What is required:
From the data below, pull out every line that contains the word "woman", matching case exactly.

Dataset excerpt
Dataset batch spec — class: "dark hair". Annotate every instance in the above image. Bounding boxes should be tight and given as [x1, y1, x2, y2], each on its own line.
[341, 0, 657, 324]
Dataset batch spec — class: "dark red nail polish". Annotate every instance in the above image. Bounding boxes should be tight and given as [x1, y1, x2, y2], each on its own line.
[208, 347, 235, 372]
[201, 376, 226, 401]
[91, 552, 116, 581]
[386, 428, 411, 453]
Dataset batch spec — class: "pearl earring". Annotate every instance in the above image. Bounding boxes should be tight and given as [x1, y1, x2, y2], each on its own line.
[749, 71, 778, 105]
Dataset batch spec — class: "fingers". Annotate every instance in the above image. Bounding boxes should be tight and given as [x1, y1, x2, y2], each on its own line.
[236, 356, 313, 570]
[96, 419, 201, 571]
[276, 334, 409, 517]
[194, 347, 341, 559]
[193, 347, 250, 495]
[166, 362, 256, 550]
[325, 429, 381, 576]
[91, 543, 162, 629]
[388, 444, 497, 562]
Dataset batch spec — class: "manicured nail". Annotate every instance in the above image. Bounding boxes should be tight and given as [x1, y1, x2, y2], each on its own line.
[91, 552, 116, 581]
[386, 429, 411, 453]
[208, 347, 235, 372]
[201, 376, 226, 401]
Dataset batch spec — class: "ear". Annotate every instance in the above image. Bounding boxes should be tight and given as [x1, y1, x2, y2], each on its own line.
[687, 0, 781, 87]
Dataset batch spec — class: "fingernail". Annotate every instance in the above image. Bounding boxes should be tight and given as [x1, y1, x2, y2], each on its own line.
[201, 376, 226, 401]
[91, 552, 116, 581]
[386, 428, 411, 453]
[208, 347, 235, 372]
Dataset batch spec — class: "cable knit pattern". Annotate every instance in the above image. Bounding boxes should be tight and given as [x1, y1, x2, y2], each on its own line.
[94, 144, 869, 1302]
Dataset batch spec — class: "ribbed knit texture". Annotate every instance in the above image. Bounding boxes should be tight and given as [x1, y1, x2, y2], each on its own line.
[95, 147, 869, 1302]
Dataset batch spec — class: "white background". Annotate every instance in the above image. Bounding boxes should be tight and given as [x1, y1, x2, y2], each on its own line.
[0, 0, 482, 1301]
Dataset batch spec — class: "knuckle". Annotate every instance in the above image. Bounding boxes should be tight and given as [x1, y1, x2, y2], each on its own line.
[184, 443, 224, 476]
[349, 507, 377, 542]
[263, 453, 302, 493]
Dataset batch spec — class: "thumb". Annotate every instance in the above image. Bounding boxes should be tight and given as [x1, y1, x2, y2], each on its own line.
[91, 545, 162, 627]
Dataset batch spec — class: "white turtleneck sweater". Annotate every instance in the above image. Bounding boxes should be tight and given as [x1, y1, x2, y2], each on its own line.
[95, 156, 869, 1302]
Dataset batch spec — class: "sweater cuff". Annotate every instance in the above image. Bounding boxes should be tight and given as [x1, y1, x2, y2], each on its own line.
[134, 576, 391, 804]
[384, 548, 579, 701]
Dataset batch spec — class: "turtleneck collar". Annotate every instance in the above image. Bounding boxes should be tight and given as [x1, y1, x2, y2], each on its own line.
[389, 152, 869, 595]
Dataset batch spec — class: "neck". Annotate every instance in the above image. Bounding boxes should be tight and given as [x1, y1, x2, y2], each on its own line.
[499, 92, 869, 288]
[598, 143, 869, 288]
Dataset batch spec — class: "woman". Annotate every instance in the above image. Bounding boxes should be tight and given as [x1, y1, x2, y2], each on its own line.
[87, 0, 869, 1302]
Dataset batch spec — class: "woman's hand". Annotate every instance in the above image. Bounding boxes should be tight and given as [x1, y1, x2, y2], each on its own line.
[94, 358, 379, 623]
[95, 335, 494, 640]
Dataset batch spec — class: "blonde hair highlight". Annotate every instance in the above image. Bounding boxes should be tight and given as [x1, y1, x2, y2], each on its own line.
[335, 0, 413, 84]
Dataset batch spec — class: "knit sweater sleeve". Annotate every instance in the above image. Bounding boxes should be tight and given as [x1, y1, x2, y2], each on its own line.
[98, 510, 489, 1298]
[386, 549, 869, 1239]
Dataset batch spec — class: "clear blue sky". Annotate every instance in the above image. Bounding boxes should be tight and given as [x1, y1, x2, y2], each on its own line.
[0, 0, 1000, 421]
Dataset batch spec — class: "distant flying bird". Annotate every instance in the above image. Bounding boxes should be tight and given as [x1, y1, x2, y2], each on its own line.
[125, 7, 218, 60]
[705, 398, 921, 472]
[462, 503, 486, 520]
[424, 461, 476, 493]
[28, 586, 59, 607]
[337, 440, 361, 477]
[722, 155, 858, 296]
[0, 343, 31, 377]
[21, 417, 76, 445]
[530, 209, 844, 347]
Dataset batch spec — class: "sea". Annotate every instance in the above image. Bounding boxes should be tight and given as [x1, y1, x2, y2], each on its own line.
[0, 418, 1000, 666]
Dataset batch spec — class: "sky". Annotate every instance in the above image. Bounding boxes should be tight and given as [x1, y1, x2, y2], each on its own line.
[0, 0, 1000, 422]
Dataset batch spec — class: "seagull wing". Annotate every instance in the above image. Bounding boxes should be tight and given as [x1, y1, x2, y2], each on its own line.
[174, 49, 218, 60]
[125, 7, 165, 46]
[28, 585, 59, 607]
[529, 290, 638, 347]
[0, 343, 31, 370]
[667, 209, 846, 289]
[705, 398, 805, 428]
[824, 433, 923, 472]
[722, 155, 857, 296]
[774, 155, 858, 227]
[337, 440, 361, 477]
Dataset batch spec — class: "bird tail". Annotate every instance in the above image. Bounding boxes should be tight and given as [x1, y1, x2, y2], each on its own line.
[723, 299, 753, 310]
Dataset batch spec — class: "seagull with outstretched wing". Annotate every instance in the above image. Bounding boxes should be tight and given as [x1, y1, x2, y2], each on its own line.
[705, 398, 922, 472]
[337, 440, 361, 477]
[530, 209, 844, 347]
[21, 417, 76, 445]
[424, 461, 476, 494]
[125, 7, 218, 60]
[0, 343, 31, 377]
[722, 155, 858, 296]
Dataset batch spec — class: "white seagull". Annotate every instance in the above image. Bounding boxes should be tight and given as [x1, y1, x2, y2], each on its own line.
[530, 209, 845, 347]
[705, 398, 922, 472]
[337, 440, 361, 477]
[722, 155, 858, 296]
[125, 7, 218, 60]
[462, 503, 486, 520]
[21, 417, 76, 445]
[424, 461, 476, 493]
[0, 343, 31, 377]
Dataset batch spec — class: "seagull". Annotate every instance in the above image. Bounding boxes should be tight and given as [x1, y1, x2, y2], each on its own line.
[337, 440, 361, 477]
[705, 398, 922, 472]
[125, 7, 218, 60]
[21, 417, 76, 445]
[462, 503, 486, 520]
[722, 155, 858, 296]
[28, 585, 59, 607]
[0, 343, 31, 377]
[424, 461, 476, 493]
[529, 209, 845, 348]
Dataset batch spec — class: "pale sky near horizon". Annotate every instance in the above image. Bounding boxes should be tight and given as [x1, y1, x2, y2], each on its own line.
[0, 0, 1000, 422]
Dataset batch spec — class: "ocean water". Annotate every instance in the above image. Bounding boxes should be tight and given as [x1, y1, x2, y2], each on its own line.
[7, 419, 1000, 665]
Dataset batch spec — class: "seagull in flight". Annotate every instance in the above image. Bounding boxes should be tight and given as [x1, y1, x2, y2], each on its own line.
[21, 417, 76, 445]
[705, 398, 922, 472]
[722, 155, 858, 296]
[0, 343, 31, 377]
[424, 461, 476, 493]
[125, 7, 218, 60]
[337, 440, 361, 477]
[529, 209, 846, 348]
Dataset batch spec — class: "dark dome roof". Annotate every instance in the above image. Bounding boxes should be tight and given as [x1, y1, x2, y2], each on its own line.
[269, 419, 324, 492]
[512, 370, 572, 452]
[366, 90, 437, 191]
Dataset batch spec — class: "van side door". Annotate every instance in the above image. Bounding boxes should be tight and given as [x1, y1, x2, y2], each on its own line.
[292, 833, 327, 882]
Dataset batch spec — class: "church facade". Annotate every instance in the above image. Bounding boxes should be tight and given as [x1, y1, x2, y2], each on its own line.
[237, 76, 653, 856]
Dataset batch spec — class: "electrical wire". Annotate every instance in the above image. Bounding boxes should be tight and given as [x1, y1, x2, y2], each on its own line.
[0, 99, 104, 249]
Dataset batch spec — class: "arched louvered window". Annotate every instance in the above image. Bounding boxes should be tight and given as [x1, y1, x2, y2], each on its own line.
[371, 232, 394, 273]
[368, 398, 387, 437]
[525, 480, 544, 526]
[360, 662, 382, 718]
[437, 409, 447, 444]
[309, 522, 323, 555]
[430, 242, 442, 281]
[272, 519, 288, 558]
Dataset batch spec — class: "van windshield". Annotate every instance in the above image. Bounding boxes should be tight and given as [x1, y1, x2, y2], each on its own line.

Task solution:
Dataset batch spec — class: "woman". Annotate every instance in the above image. Bounding boxes should be tight and given as [x1, y1, x2, y2], each on its own line.
Dataset batch spec — class: "woman's hand". Annotate every instance in the above image. Bounding boxes should be tight and given as [x1, y1, x2, y2], each on its own line.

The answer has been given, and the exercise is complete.